Dataset —
>>>>

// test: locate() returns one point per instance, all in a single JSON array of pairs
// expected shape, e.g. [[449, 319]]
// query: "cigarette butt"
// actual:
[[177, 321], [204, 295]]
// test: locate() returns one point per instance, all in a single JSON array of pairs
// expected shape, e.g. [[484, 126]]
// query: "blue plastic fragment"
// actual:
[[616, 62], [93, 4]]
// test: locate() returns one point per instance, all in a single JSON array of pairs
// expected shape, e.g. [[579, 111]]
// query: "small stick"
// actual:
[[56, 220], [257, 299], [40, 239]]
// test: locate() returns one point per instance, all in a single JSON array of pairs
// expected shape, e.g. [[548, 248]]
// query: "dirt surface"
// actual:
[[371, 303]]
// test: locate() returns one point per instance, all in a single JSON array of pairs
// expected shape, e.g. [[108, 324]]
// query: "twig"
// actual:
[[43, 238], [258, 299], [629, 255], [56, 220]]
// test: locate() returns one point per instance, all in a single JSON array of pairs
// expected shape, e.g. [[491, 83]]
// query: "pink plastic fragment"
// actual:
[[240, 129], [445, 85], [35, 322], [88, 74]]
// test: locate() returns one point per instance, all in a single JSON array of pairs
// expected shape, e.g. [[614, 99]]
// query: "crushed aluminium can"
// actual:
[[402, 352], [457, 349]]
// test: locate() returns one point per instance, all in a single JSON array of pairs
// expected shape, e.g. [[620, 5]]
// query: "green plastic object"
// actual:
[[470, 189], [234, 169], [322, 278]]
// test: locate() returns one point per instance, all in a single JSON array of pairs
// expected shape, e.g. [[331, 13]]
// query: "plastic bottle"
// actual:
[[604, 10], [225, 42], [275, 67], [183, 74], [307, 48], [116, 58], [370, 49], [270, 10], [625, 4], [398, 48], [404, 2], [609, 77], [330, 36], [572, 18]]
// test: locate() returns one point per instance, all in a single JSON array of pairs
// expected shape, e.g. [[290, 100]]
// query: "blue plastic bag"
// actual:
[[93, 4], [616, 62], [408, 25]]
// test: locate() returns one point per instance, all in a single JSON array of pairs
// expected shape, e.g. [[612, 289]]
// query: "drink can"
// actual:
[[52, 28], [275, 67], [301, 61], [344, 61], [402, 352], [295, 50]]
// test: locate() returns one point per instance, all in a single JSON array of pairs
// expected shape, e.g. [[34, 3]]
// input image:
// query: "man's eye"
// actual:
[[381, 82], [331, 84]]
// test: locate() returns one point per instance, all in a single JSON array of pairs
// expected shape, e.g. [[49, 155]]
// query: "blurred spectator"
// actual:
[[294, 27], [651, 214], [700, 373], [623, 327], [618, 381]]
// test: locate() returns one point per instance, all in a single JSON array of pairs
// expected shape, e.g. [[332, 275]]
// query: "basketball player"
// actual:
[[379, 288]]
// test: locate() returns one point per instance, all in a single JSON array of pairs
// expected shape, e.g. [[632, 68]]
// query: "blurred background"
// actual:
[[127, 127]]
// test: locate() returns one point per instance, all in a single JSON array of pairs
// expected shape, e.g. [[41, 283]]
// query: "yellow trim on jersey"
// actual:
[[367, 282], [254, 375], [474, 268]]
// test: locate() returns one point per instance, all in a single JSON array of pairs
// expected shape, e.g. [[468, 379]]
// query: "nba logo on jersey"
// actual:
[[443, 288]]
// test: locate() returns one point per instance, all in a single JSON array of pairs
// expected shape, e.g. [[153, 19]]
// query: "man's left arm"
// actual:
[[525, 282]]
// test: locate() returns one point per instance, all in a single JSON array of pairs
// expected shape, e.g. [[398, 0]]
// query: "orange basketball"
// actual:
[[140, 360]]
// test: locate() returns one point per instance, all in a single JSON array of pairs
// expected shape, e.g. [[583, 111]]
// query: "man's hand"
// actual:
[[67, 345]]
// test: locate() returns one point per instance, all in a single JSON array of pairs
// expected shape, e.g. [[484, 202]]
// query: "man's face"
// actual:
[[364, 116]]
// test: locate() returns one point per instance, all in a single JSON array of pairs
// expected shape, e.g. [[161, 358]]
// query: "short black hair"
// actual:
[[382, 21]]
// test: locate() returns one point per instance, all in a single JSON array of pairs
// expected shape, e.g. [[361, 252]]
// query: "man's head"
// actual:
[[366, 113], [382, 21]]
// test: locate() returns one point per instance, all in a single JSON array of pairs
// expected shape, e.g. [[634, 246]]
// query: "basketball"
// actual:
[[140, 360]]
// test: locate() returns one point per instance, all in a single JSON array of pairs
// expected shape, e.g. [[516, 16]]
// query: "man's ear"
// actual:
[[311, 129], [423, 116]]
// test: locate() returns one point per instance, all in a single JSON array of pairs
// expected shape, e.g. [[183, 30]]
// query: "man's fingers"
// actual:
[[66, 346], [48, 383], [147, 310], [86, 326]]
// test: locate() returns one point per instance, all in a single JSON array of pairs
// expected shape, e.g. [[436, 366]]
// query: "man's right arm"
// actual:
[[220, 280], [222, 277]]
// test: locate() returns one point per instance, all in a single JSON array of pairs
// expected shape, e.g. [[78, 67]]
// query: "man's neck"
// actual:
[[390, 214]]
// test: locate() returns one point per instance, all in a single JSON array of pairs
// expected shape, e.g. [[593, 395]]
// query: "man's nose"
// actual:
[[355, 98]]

<<<<

To be done — Copy every line of the material above with no changes at all.

Response —
// test: locate() returns one point per instance, all in a single JSON array of pairs
// expected shape, e.g. [[449, 319]]
// query: "cigarette butt"
// actual:
[[177, 321], [204, 295]]
// test: locate() returns one point per instance, all in a single JSON array of pairs
// expected shape, e.g. [[484, 126]]
// query: "blue plastic fragment"
// actual:
[[616, 62], [93, 4]]
// test: locate() returns one point per instance, all in a single JSON array of pairs
// expected shape, e.g. [[579, 111]]
// query: "small stick"
// actual:
[[56, 220], [257, 299], [40, 239]]
// test: locate() returns one point per instance, all in a single JSON array of pairs
// expected shape, e.g. [[548, 248]]
// query: "dirt surface"
// actual:
[[371, 303]]
// test: locate() returns one point per instance, all in a single JSON array of pairs
// expected shape, e.g. [[108, 324]]
// query: "twig"
// actual:
[[43, 238], [258, 299], [629, 255], [56, 220]]
// test: locate() returns one point per instance, all in a single JSON array of pairs
// expected shape, e.g. [[491, 83]]
// query: "pink plastic fragment"
// actual:
[[240, 129], [445, 85], [35, 322], [88, 74]]
// test: locate() returns one point per instance, all in a single JSON array of pairs
// expected shape, e.g. [[614, 99]]
// query: "crushed aluminium can"
// actual:
[[402, 352], [457, 349]]
// test: locate() returns one point per instance, all in a single JSON array of pairs
// expected shape, e.g. [[620, 5]]
// query: "green plastic object"
// actual:
[[470, 189], [234, 169], [322, 278]]
// test: locate() returns one point per instance, all in a single JSON array of pairs
// expected shape, e.g. [[331, 13]]
// query: "plastic bottle"
// actual:
[[604, 10], [225, 42], [275, 67], [183, 74], [307, 48], [116, 58], [370, 49], [270, 10], [625, 4], [398, 48], [404, 2], [609, 77], [330, 36], [572, 18]]
// test: locate() returns one point per instance, all in a single JSON array of pairs
// expected shape, e.g. [[290, 100]]
// query: "blue plastic bag"
// actual:
[[93, 4], [616, 62], [408, 25]]
// test: locate() returns one point per instance, all in a single JSON array of pairs
// expected shape, e.g. [[612, 289]]
// query: "drink can"
// actual:
[[52, 28], [275, 67], [301, 61], [344, 61], [402, 352], [295, 50]]
// test: locate() returns one point per instance, all in a single JSON array of pairs
// expected shape, e.g. [[34, 3]]
// input image:
// query: "man's eye"
// actual:
[[381, 82], [331, 84]]
// test: locate() returns one point per instance, all in a single JSON array of pairs
// expected shape, e.g. [[49, 155]]
// query: "blurred spectator"
// actual:
[[294, 27], [651, 214], [700, 373], [623, 327], [618, 381]]
// test: locate() returns one point per instance, all in a single JSON array of pairs
// expected shape, e.g. [[332, 275]]
// query: "basketball player"
// actual:
[[379, 288]]
// test: locate() returns one point per instance, all in a single JSON array of pairs
// expected shape, e.g. [[632, 68]]
// query: "blurred background"
// actual:
[[127, 127]]
// test: locate() returns one point per instance, all in a single JSON array of pairs
// expected shape, e.g. [[41, 283]]
// query: "yellow trim on jersey"
// actual:
[[367, 282], [254, 375], [474, 268]]
// test: locate() returns one point per instance, all in a single JSON array of pairs
// expected shape, e.g. [[468, 379]]
// query: "nba logo on jersey"
// actual:
[[443, 288]]
// test: locate() returns one point per instance, all in a single JSON array of pairs
// expected shape, e.g. [[153, 19]]
// query: "man's left arm"
// actual:
[[525, 282]]
// test: locate() returns one point per instance, all in a single JSON array of pairs
// expected shape, e.g. [[398, 0]]
// query: "orange basketball"
// actual:
[[140, 360]]
// test: locate() returns one point per instance, all in a single JSON array of pairs
// expected shape, e.g. [[583, 111]]
// query: "man's hand"
// actual:
[[67, 345]]
// test: locate() returns one point per instance, all in a single JSON array of pairs
// expected shape, e.g. [[484, 202]]
// query: "man's face"
// actual:
[[364, 116]]
// test: locate() returns one point per instance, all in a single JSON array of pairs
// expected shape, e.g. [[161, 358]]
// query: "short black hair"
// actual:
[[382, 21]]
// test: locate() returns one point per instance, all in a single JSON array of pairs
// expected shape, e.g. [[361, 252]]
// query: "man's head"
// actual:
[[366, 113], [382, 21]]
// test: locate() returns one point per instance, all in a single JSON array of pairs
// expected shape, e.g. [[634, 246]]
// query: "basketball"
// actual:
[[140, 360]]
// test: locate() returns one point per instance, all in a single JSON array of pairs
// expected shape, e.g. [[516, 16]]
// query: "man's ear"
// actual:
[[311, 129], [423, 116]]
// test: locate() returns one point per instance, all in a single JSON array of pairs
// expected shape, e.g. [[183, 30]]
// query: "man's fingers"
// actual:
[[66, 346], [48, 383], [147, 310], [86, 326]]
// test: locate() returns one point per instance, all in a single JSON array of pairs
// expected shape, e.g. [[436, 366]]
// query: "man's right arm"
// actual:
[[220, 280], [222, 277]]
// test: locate() returns one point per instance, all in a single JSON array of pairs
// expected shape, e.g. [[78, 67]]
// query: "man's neck"
// actual:
[[390, 214]]
// test: locate() returns one point per instance, all in a single JSON array of pairs
// expected shape, e.g. [[593, 395]]
// query: "man's nose"
// actual:
[[355, 98]]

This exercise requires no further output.